**Exercise requirements:** Write out all of the lines below again, switching every "frame" to "image" and keeping everything else the same. Leave the pictures out of your answer.
==============================
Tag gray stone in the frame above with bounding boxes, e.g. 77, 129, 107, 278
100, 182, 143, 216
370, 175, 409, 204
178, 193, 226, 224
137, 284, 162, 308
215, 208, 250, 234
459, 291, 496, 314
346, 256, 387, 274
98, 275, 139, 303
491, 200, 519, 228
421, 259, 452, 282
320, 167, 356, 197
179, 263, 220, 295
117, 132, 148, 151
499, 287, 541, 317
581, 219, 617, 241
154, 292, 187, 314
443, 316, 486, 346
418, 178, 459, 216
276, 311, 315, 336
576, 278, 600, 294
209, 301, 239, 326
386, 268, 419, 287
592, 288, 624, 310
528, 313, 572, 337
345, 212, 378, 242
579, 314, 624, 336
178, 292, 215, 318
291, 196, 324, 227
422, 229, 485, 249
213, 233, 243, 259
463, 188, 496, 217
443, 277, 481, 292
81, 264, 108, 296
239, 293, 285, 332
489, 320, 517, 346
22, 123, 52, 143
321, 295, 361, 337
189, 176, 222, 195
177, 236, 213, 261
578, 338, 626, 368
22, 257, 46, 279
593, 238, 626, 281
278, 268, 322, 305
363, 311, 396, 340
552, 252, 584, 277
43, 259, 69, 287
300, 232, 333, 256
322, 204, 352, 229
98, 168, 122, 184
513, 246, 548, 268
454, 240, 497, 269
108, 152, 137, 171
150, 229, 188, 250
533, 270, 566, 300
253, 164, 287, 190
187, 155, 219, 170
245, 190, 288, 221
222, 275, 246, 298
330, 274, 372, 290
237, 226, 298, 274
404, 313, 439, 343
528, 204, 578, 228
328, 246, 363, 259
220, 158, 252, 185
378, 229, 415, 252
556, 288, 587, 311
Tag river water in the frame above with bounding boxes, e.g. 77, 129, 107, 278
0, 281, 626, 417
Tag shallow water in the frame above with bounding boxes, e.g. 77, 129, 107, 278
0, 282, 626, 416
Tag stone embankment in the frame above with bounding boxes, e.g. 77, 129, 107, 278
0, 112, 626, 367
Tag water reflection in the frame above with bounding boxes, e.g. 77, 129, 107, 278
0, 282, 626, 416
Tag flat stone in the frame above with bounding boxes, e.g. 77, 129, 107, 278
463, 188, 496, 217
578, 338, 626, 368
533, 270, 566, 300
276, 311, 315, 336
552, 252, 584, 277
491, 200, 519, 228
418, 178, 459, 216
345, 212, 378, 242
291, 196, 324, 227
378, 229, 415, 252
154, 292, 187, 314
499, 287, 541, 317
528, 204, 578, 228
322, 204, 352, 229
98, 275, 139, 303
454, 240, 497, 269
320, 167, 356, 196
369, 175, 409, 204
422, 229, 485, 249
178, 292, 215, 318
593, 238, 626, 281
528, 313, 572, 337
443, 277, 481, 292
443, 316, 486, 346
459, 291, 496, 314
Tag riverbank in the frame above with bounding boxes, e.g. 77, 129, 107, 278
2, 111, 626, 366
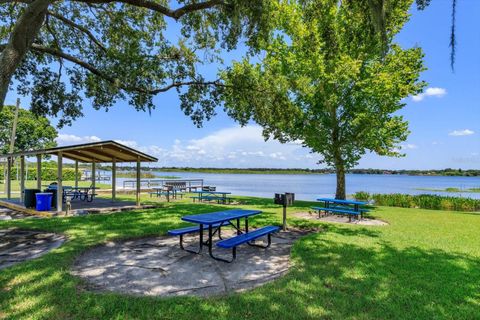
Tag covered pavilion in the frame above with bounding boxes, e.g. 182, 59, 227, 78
0, 140, 158, 212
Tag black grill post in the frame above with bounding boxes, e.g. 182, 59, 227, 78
273, 192, 295, 231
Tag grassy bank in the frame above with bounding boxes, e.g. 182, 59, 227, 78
354, 191, 480, 212
146, 167, 480, 177
416, 187, 480, 193
0, 194, 480, 319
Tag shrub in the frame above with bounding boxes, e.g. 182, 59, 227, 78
369, 193, 480, 212
0, 166, 81, 181
353, 191, 370, 201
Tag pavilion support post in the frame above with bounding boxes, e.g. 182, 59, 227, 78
92, 159, 97, 190
75, 160, 78, 188
6, 157, 13, 200
136, 158, 140, 206
112, 158, 117, 201
37, 154, 42, 190
57, 152, 63, 212
20, 156, 25, 203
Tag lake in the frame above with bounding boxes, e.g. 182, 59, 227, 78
111, 172, 480, 200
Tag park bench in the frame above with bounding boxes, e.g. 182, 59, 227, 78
217, 226, 280, 262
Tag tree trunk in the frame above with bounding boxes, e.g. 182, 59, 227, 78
335, 163, 347, 200
0, 0, 54, 111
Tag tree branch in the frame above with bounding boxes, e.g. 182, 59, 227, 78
0, 43, 224, 95
74, 0, 225, 20
48, 11, 107, 52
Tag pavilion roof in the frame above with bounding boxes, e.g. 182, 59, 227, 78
0, 140, 158, 163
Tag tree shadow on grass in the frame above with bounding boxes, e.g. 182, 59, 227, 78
0, 204, 480, 319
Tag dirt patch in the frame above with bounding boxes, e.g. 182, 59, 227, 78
72, 230, 305, 296
293, 212, 388, 226
0, 207, 42, 221
0, 228, 65, 269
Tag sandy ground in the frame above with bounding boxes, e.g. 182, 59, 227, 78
0, 228, 65, 269
293, 212, 388, 226
0, 207, 41, 221
72, 231, 305, 296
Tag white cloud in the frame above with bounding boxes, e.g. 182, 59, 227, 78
400, 143, 418, 150
448, 129, 475, 137
57, 126, 319, 168
412, 87, 447, 102
56, 133, 101, 146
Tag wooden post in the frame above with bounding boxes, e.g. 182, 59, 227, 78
37, 154, 42, 190
57, 152, 63, 212
92, 159, 97, 190
6, 157, 13, 200
75, 160, 78, 188
136, 158, 140, 206
112, 158, 117, 201
20, 156, 25, 203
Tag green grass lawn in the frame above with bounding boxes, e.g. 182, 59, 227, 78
0, 198, 480, 320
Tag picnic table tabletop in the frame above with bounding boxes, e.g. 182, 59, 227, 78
317, 198, 368, 206
182, 209, 262, 225
192, 191, 232, 194
45, 185, 100, 190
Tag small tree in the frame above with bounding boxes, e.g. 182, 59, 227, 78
219, 0, 425, 199
0, 106, 57, 154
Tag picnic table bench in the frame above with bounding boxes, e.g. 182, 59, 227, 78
46, 184, 99, 202
149, 187, 184, 202
312, 198, 369, 221
191, 190, 232, 204
168, 209, 280, 263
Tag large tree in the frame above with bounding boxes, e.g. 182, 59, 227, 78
0, 0, 271, 126
222, 0, 424, 199
0, 106, 57, 154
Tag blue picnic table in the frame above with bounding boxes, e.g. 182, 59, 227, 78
312, 198, 368, 221
168, 209, 280, 262
192, 190, 232, 204
150, 187, 183, 202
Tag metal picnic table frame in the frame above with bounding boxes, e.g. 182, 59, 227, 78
152, 187, 182, 202
181, 209, 262, 262
317, 198, 368, 211
46, 185, 100, 202
317, 198, 368, 221
192, 190, 232, 204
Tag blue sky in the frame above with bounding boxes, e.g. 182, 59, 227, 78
7, 0, 480, 169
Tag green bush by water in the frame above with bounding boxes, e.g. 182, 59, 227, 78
354, 191, 480, 212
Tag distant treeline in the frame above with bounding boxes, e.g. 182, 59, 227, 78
9, 161, 480, 177
104, 167, 480, 177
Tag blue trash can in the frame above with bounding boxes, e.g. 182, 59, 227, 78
35, 192, 53, 211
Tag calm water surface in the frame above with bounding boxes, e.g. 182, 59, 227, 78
119, 172, 480, 200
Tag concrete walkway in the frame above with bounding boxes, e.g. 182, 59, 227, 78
72, 231, 310, 296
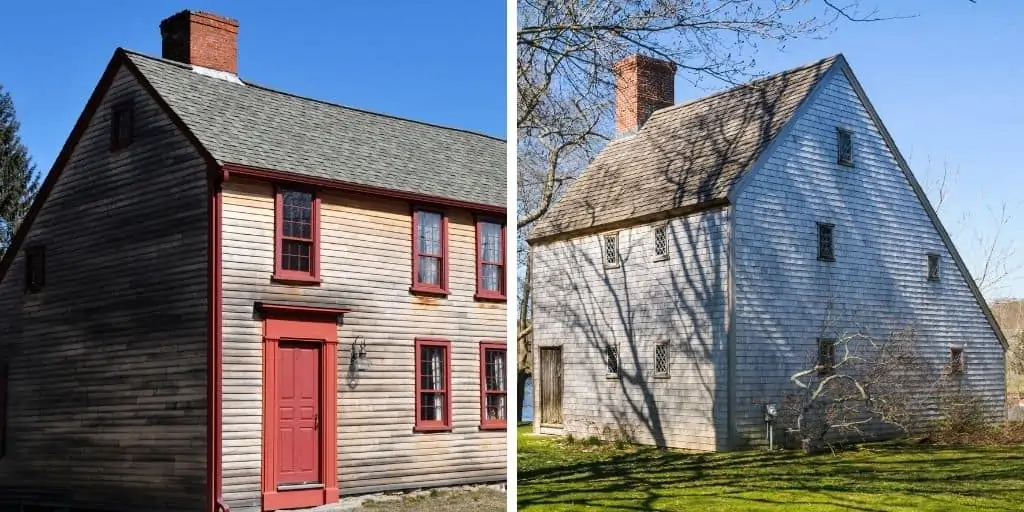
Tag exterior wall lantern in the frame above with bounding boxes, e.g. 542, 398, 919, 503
348, 336, 370, 372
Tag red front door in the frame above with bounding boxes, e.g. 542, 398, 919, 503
278, 341, 321, 486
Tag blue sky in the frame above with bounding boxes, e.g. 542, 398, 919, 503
0, 0, 1024, 298
0, 0, 507, 166
676, 0, 1024, 299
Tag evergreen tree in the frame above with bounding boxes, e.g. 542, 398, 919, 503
0, 85, 39, 260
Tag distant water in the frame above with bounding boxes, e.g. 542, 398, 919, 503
522, 377, 534, 421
==============================
**The completed task:**
Tag gray stone in the image above with bounding boxes, e.g. 77, 129, 107, 278
100, 182, 143, 216
370, 175, 409, 204
178, 193, 226, 224
137, 284, 162, 308
215, 208, 250, 234
459, 291, 496, 314
346, 256, 387, 274
98, 275, 139, 303
491, 200, 519, 228
421, 259, 452, 282
320, 167, 356, 197
179, 263, 220, 295
117, 132, 148, 151
499, 287, 541, 317
581, 219, 617, 241
154, 292, 187, 314
443, 316, 486, 346
418, 178, 459, 216
276, 311, 315, 336
576, 278, 600, 294
209, 301, 239, 326
386, 268, 419, 287
592, 288, 624, 310
528, 313, 572, 337
345, 212, 378, 242
579, 314, 624, 336
178, 292, 215, 318
291, 196, 324, 227
422, 229, 485, 249
213, 233, 243, 259
463, 188, 496, 217
443, 277, 481, 292
81, 264, 108, 296
239, 293, 285, 332
489, 320, 517, 346
22, 123, 52, 143
321, 295, 361, 337
189, 176, 222, 195
177, 236, 213, 261
578, 338, 626, 368
22, 257, 46, 279
593, 238, 626, 281
278, 268, 322, 305
363, 311, 396, 340
552, 252, 584, 277
43, 259, 69, 287
300, 232, 333, 256
322, 204, 352, 229
98, 168, 122, 184
513, 246, 548, 268
454, 240, 497, 269
108, 152, 137, 171
150, 229, 188, 250
533, 270, 566, 300
253, 164, 287, 190
187, 155, 219, 170
245, 190, 288, 221
222, 275, 246, 298
330, 274, 372, 290
237, 226, 298, 274
404, 313, 439, 343
528, 204, 578, 228
328, 246, 363, 259
220, 158, 252, 185
378, 229, 415, 252
556, 288, 587, 311
Tag river water in the image above with bounding boxes, e.g. 77, 129, 107, 278
0, 281, 626, 417
Tag shallow water in the image above with bounding boxes, e.g. 77, 129, 107, 278
0, 282, 626, 416
Tag stone embankment in the image above with bounding boxes, e.g. 77, 129, 107, 278
0, 112, 626, 367
Tag water reflection in the image above with bounding boxes, e.g. 77, 129, 107, 278
0, 282, 626, 416
Tag flat stone in the image above with bounding boxes, e.g. 77, 129, 107, 278
463, 188, 496, 217
578, 338, 626, 368
533, 270, 566, 300
276, 311, 315, 336
552, 252, 584, 277
491, 200, 519, 228
418, 178, 459, 216
345, 212, 378, 242
291, 196, 324, 227
378, 229, 415, 252
154, 292, 187, 314
499, 287, 541, 317
528, 204, 578, 228
322, 204, 352, 229
98, 275, 139, 303
454, 240, 497, 269
320, 167, 356, 196
369, 175, 409, 204
422, 229, 485, 249
178, 292, 215, 318
593, 238, 626, 281
528, 313, 572, 337
443, 277, 481, 292
443, 316, 486, 346
459, 291, 496, 314
Tag riverbank in the image above with bounding boxes, e.g. 77, 129, 107, 278
2, 111, 626, 366
Tag covered pavilion in the image above with bounding boxes, e.g. 182, 59, 227, 78
0, 140, 158, 212
Tag black grill post in the image above with bounding boxes, e.g. 182, 59, 227, 78
273, 192, 295, 231
Tag grassy bank in the image above with bounding boxes, e.g. 182, 59, 227, 78
354, 191, 480, 212
146, 167, 480, 177
416, 187, 480, 193
0, 194, 480, 319
Tag shrub in the image above with bounding boxes, e.g. 182, 59, 227, 78
369, 193, 480, 212
0, 166, 81, 181
353, 191, 370, 201
Tag pavilion support post in the image above with bounding boxes, e.g. 182, 59, 227, 78
92, 159, 97, 190
75, 160, 78, 188
6, 157, 13, 200
136, 158, 140, 206
112, 158, 117, 201
37, 154, 42, 190
57, 152, 63, 212
20, 156, 25, 203
Tag lake in the image above with bounding boxes, e.g. 182, 59, 227, 78
111, 172, 480, 200
Tag park bench in the image above with bounding boxes, e.g. 182, 59, 227, 78
217, 226, 280, 262
Tag tree trunk in the image above with bounding boxes, e.g. 182, 59, 227, 78
335, 163, 347, 200
0, 0, 54, 111
Tag tree branch in the image above with bounding boxes, e.g. 182, 59, 227, 78
0, 43, 224, 95
74, 0, 225, 20
48, 11, 107, 52
Tag pavilion roof in the image above with bounding boxes, e.g. 182, 59, 227, 78
0, 140, 158, 163
Tag tree shadow on grass in the image above with bounding boxes, e.g. 182, 59, 227, 78
0, 204, 480, 319
Tag dirt patch in the image above with bounding boxes, e.g. 182, 59, 227, 78
72, 230, 305, 296
293, 212, 388, 226
0, 207, 42, 221
0, 228, 65, 269
Tag sandy ground in the image above with bounding boxes, e.g. 182, 59, 227, 78
0, 228, 65, 269
293, 212, 388, 226
0, 207, 41, 221
72, 231, 305, 296
Tag white cloud in the image above with bounding boxes, e.g. 182, 59, 227, 78
400, 143, 418, 150
448, 129, 475, 137
57, 126, 319, 168
412, 87, 447, 102
56, 133, 101, 146
Tag wooden post in the image above with bounding boxes, e.g. 182, 59, 227, 78
37, 154, 42, 190
57, 152, 63, 212
92, 159, 97, 190
6, 157, 13, 200
75, 160, 78, 188
136, 158, 140, 206
112, 158, 117, 201
20, 156, 25, 203
Tag green grass lawn in the image above with bounding boxes, e.g. 182, 59, 227, 78
0, 198, 480, 320
Tag picnic table tabletop in the image above with bounding boxes, e.g. 182, 59, 227, 78
317, 198, 368, 206
182, 209, 262, 225
192, 191, 232, 194
45, 185, 100, 190
Tag small tree in the image above with bounding boxes, e.g. 182, 59, 227, 78
219, 0, 425, 199
0, 106, 57, 154
Tag picnic table bench in the image above with bounding boxes, e.g. 182, 59, 227, 78
46, 184, 99, 202
149, 187, 184, 202
312, 198, 369, 221
191, 190, 232, 204
168, 209, 280, 263
Tag large tree in the image above with bounding boxes, e.g. 182, 59, 227, 78
0, 0, 271, 126
222, 0, 424, 199
0, 106, 57, 154
Tag blue picnic table in the image above with bounding boxes, e.g. 182, 59, 227, 78
312, 198, 368, 221
168, 209, 280, 262
192, 190, 232, 204
150, 187, 183, 202
Tag metal picnic table image in the image above with bounding boxes, e.g. 182, 59, 227, 78
152, 187, 182, 202
181, 209, 262, 262
317, 198, 368, 211
46, 185, 100, 202
317, 198, 368, 221
192, 190, 232, 204
Tag blue sky in the image above with bounding boxes, e.g. 182, 59, 227, 78
7, 0, 480, 169
Tag green bush by water in the image above with bounding boxes, e.g. 182, 59, 227, 78
354, 191, 480, 212
Tag distant treeline in the image above with bounding boxes, e.g. 182, 59, 227, 78
9, 161, 480, 177
104, 167, 480, 177
Tag blue trash can in the image above with bounding boxes, e.g. 182, 59, 227, 78
35, 192, 53, 211
Tag calm water surface in the image above with bounding boxes, e.g. 182, 59, 227, 78
119, 172, 480, 200
Tag concrete walkway in the image above with bounding boxes, e.g. 182, 59, 227, 78
72, 231, 310, 296
Tag exterior wall lantern in the image above with bounding boxes, e.g. 542, 398, 919, 503
348, 336, 370, 372
Tag red front door in the image above with bounding boxes, e.g. 542, 398, 919, 503
278, 341, 321, 486
Tag blue sky in the image above with bounding boxes, e.g. 542, 398, 919, 503
0, 0, 1024, 298
0, 0, 507, 166
676, 0, 1024, 299
Tag evergreen tree in the image above with bounding boxes, e.g. 542, 398, 919, 503
0, 85, 39, 260
Tag distant water in the image above with bounding boxes, e.g. 542, 398, 919, 503
522, 377, 534, 421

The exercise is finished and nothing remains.